→ Instructions for the task:
All of the data should be copied exactly, with the pictures left out.

→ Collected data:
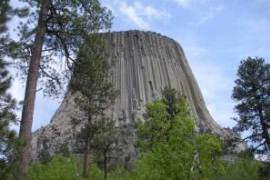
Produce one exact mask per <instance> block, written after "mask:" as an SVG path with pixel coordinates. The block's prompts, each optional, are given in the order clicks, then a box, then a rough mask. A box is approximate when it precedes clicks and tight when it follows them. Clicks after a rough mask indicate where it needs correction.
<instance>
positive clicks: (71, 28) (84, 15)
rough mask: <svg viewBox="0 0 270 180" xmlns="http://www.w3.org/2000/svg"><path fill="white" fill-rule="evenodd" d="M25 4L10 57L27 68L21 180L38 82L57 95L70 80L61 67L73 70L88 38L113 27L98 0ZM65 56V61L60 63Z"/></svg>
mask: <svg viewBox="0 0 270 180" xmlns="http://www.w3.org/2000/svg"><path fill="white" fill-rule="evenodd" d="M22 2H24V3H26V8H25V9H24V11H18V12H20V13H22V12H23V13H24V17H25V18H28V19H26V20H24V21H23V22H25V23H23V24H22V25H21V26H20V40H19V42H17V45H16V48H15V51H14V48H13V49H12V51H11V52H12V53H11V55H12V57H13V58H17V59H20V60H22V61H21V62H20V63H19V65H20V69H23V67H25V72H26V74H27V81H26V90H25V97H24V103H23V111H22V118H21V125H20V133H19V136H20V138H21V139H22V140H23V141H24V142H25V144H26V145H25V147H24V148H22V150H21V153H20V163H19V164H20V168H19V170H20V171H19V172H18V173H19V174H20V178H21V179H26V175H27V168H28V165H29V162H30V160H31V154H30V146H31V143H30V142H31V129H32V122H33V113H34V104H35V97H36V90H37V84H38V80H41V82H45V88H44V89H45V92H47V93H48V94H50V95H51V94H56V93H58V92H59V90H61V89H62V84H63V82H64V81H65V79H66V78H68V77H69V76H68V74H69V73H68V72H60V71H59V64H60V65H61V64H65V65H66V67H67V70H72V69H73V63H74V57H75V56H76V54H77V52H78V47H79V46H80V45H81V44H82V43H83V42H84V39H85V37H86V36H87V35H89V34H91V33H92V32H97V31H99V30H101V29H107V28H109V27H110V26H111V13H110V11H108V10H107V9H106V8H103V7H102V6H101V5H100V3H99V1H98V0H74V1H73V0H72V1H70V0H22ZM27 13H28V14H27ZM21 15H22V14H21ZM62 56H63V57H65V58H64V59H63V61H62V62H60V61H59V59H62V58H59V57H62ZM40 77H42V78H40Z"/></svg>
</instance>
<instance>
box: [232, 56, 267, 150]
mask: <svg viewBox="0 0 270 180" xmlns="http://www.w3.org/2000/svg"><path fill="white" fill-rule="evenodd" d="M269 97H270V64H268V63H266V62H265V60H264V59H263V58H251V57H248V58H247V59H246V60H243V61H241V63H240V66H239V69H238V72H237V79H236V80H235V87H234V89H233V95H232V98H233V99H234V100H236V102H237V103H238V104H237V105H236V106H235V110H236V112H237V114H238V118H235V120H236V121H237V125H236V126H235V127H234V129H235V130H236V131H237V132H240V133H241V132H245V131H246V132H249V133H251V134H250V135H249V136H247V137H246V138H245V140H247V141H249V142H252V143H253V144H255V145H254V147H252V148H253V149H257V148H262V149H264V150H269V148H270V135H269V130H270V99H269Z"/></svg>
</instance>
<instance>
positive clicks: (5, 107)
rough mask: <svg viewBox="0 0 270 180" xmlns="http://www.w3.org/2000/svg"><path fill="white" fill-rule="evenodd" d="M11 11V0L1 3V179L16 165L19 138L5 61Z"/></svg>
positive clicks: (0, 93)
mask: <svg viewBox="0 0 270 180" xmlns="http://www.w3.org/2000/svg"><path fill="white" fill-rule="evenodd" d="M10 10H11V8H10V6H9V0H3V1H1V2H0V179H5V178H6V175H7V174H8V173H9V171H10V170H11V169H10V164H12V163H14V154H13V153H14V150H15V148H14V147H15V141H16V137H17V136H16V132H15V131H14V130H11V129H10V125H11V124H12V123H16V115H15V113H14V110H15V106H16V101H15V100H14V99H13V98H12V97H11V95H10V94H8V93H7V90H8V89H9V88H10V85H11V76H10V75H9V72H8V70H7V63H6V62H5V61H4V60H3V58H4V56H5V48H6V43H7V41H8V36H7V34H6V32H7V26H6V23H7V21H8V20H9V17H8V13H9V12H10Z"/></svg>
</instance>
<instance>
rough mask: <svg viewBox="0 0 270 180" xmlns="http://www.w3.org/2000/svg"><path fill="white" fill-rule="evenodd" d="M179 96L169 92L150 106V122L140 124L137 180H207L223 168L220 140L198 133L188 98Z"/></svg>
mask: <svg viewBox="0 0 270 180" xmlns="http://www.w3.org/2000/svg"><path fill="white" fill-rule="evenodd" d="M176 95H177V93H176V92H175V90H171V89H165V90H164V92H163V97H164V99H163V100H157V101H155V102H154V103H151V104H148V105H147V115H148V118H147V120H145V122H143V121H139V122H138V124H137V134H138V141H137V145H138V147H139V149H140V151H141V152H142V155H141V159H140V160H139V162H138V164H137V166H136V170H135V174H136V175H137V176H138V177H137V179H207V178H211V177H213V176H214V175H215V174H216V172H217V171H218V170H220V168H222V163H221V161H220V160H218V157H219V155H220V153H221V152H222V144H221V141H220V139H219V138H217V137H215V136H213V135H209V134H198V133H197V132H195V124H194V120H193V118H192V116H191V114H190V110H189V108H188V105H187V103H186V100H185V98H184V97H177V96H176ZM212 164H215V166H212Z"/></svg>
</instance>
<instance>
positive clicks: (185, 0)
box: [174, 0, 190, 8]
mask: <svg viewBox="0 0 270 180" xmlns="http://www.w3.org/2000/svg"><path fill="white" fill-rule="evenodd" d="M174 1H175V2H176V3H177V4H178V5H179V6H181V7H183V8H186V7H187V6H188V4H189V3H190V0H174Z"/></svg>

→ Exercise output:
Produce one exact mask per <instance> block, written after "mask:" as an SVG path with pixel coordinates. The block's prompts, each optional, are given in the order clicks, then a box, then a rough mask. A box is approximate when it precedes clicks and tight when it follows them. Clicks after a rough mask indicate where it needs correction.
<instance>
positive clicks: (71, 28) (84, 15)
rough mask: <svg viewBox="0 0 270 180" xmlns="http://www.w3.org/2000/svg"><path fill="white" fill-rule="evenodd" d="M25 4L10 57L27 68L21 180L38 82L57 95L70 80L61 67L73 70L88 38L113 27L98 0ZM65 56V61L60 63Z"/></svg>
mask: <svg viewBox="0 0 270 180" xmlns="http://www.w3.org/2000/svg"><path fill="white" fill-rule="evenodd" d="M22 2H24V3H26V8H25V9H24V11H18V12H20V13H22V12H23V13H24V17H25V18H28V19H26V20H24V21H23V22H25V23H23V24H22V25H21V26H20V40H19V42H17V45H16V48H15V51H14V48H13V49H12V51H11V52H12V53H11V55H12V57H13V58H17V59H20V60H22V61H21V62H20V63H19V65H20V69H23V67H25V72H26V74H27V81H26V90H25V97H24V103H23V111H22V118H21V125H20V133H19V136H20V138H21V139H22V140H23V141H24V142H25V144H26V145H25V147H24V148H22V150H21V153H20V163H19V164H20V168H19V170H20V171H19V172H18V173H19V174H20V178H21V179H26V175H27V168H28V165H29V162H30V160H31V154H30V146H31V143H30V142H31V129H32V122H33V113H34V104H35V97H36V90H37V84H38V80H41V82H45V88H44V89H45V92H47V93H48V94H50V95H51V94H56V93H58V92H59V90H61V89H62V84H63V82H64V81H65V79H66V78H68V77H69V76H68V74H69V73H68V72H60V71H59V64H60V65H61V64H65V65H66V67H67V70H72V69H73V63H74V57H75V56H76V54H77V52H78V47H79V46H80V45H81V44H82V43H83V42H84V39H85V37H86V36H87V35H89V34H91V33H92V32H97V31H99V30H101V29H107V28H109V27H110V26H111V13H110V11H108V10H107V9H106V8H103V7H102V6H101V5H100V3H99V1H98V0H74V1H73V0H72V1H70V0H22ZM27 13H28V14H27ZM21 15H22V14H21ZM62 56H63V57H65V58H64V59H63V61H62V62H60V61H59V59H62V58H59V57H62ZM40 77H42V78H40Z"/></svg>
</instance>
<instance>
box: [232, 56, 267, 150]
mask: <svg viewBox="0 0 270 180" xmlns="http://www.w3.org/2000/svg"><path fill="white" fill-rule="evenodd" d="M269 97H270V64H268V63H266V62H265V60H264V59H263V58H251V57H248V58H247V59H246V60H243V61H241V63H240V66H239V69H238V72H237V79H236V80H235V87H234V89H233V95H232V98H233V99H234V100H236V102H237V103H238V104H237V105H236V106H235V110H236V112H237V114H238V118H235V120H236V121H237V125H236V126H235V127H234V129H235V130H236V131H237V132H240V133H241V132H245V131H246V132H249V133H251V134H250V135H249V136H247V137H246V138H245V140H247V141H249V142H252V143H253V144H255V145H254V147H252V148H253V149H257V148H262V149H264V150H269V148H270V135H269V130H270V99H269Z"/></svg>
</instance>
<instance>
positive clicks: (5, 107)
rough mask: <svg viewBox="0 0 270 180" xmlns="http://www.w3.org/2000/svg"><path fill="white" fill-rule="evenodd" d="M11 11V0L1 3V179L16 165L19 138L5 61Z"/></svg>
positive clicks: (0, 93)
mask: <svg viewBox="0 0 270 180" xmlns="http://www.w3.org/2000/svg"><path fill="white" fill-rule="evenodd" d="M10 10H11V8H10V6H9V0H3V1H1V2H0V179H5V178H6V175H7V174H8V173H9V171H10V170H11V169H10V164H12V163H14V154H13V153H14V150H15V148H14V147H15V141H16V137H17V136H16V132H15V131H14V130H11V129H10V125H11V124H12V123H16V115H15V113H14V110H15V106H16V101H15V100H14V99H13V98H12V97H11V95H10V94H8V93H7V90H8V89H9V88H10V85H11V76H10V75H9V72H8V70H7V63H6V62H5V61H4V60H3V58H4V56H5V48H6V43H7V41H8V36H7V34H6V32H7V26H6V23H7V21H8V20H9V17H8V13H9V12H10Z"/></svg>
</instance>
<instance>
rough mask: <svg viewBox="0 0 270 180" xmlns="http://www.w3.org/2000/svg"><path fill="white" fill-rule="evenodd" d="M179 96L169 92L150 106V122L140 124L137 180H207L223 168L220 140L198 133L188 98Z"/></svg>
mask: <svg viewBox="0 0 270 180" xmlns="http://www.w3.org/2000/svg"><path fill="white" fill-rule="evenodd" d="M176 95H177V93H176V92H175V90H171V89H165V90H164V92H163V97H164V99H163V100H157V101H155V102H154V103H151V104H148V105H147V115H148V118H147V120H145V122H143V121H139V122H138V124H137V134H138V141H137V145H138V147H139V149H140V151H141V152H142V155H141V159H140V160H139V162H138V164H137V166H136V170H135V174H136V175H137V176H138V177H137V179H207V178H211V177H213V176H214V175H215V174H216V172H217V171H218V170H220V168H222V163H221V161H220V160H218V157H219V155H220V153H221V152H222V144H221V141H220V139H219V138H217V137H215V136H213V135H209V134H198V133H197V132H195V124H194V120H193V118H192V116H191V114H190V110H189V108H188V105H187V103H186V100H185V98H184V97H177V96H176ZM212 164H215V166H212Z"/></svg>
</instance>
<instance>
positive clicks: (185, 0)
box: [174, 0, 190, 8]
mask: <svg viewBox="0 0 270 180" xmlns="http://www.w3.org/2000/svg"><path fill="white" fill-rule="evenodd" d="M174 1H175V2H176V3H177V4H178V5H179V6H181V7H183V8H186V7H187V6H188V4H189V3H190V0H174Z"/></svg>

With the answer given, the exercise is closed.